:: Input
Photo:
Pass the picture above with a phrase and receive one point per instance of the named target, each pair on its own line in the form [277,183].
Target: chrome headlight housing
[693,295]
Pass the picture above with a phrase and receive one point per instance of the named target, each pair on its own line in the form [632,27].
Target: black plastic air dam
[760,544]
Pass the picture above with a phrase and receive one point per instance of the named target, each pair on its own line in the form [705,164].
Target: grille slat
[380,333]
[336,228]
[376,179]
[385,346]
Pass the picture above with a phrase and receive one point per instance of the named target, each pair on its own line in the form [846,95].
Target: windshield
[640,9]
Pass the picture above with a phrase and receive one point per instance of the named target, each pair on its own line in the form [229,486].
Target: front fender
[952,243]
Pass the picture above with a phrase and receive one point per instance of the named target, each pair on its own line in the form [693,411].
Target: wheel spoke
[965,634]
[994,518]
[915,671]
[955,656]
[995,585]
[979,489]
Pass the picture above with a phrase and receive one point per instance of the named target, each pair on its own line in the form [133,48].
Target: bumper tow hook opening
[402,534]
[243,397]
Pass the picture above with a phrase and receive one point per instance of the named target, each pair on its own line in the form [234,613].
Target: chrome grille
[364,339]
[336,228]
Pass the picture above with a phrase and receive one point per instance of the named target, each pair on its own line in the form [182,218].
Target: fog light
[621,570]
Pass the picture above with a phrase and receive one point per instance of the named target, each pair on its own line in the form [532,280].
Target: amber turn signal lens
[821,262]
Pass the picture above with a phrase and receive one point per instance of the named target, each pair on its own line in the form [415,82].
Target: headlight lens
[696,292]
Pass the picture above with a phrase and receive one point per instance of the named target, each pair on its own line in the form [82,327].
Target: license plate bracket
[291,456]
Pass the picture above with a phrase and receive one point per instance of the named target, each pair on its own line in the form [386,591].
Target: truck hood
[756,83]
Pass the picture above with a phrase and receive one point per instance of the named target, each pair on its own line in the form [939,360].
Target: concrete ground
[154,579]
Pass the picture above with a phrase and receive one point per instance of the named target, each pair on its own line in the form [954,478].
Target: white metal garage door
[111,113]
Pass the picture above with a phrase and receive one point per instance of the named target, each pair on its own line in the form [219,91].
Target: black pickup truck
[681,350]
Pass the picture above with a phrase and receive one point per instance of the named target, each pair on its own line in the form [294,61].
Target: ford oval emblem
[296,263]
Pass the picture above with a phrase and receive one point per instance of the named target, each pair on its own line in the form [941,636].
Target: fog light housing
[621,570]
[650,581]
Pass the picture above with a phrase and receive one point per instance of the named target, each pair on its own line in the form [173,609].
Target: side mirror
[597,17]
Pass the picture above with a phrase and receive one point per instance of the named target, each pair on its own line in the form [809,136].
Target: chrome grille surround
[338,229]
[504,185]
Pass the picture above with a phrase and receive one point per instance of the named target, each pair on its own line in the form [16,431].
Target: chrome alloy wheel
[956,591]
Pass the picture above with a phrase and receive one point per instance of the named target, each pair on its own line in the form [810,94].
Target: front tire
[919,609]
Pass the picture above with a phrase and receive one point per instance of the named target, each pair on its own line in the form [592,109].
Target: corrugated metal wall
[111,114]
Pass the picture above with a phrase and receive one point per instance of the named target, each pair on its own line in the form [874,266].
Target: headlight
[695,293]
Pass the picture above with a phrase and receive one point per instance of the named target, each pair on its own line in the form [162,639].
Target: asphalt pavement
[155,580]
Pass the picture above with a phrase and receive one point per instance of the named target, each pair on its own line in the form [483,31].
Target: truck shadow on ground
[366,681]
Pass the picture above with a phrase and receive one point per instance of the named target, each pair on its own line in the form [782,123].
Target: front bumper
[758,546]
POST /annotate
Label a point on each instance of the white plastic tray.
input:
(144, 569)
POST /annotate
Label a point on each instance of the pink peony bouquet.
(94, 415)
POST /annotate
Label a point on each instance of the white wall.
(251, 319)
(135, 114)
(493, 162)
::::
▸ What the task requires:
Lines from the one with "Target: chrome alloy wheel" through the final line of the listing above should be duplicated word for word, and nothing else included.

▸ Completed task:
Target: chrome alloy wheel
[956,591]
Pass the picture above with a phrase and receive one point per instance of the named target, each pair on its own line in the form [810,94].
Target: front tire
[919,609]
Pass the picture above with a phrase and receive one point per instance of the named target, each pair on its own line in the form [592,109].
Target: corrugated metal wall
[111,114]
Pass the picture above with a phrase and receive one point per instance of the named target, each pair on its own line in the form [874,266].
Target: headlight
[695,293]
Pass the picture above with a phrase and receive one point per instance of the named target, each pair on its own line in the form [162,639].
Target: asphalt pavement
[155,580]
Pass the picture above with a phrase and receive one point per instance of the named target, each pair on its own line in the form [483,31].
Target: truck shadow on ground
[366,681]
Pass the picture above with a phrase and receive one point per instance of the named target, each pair on its own line in the form [782,123].
Target: front bumper
[758,546]
POST /annotate
Label a point on each instance of the white plastic tray.
input:
(144, 569)
POST /annotate
Label a point on each instance of the pink peony bouquet.
(94, 415)
POST /annotate
Label a point on each instance of the white wall.
(251, 319)
(135, 114)
(493, 162)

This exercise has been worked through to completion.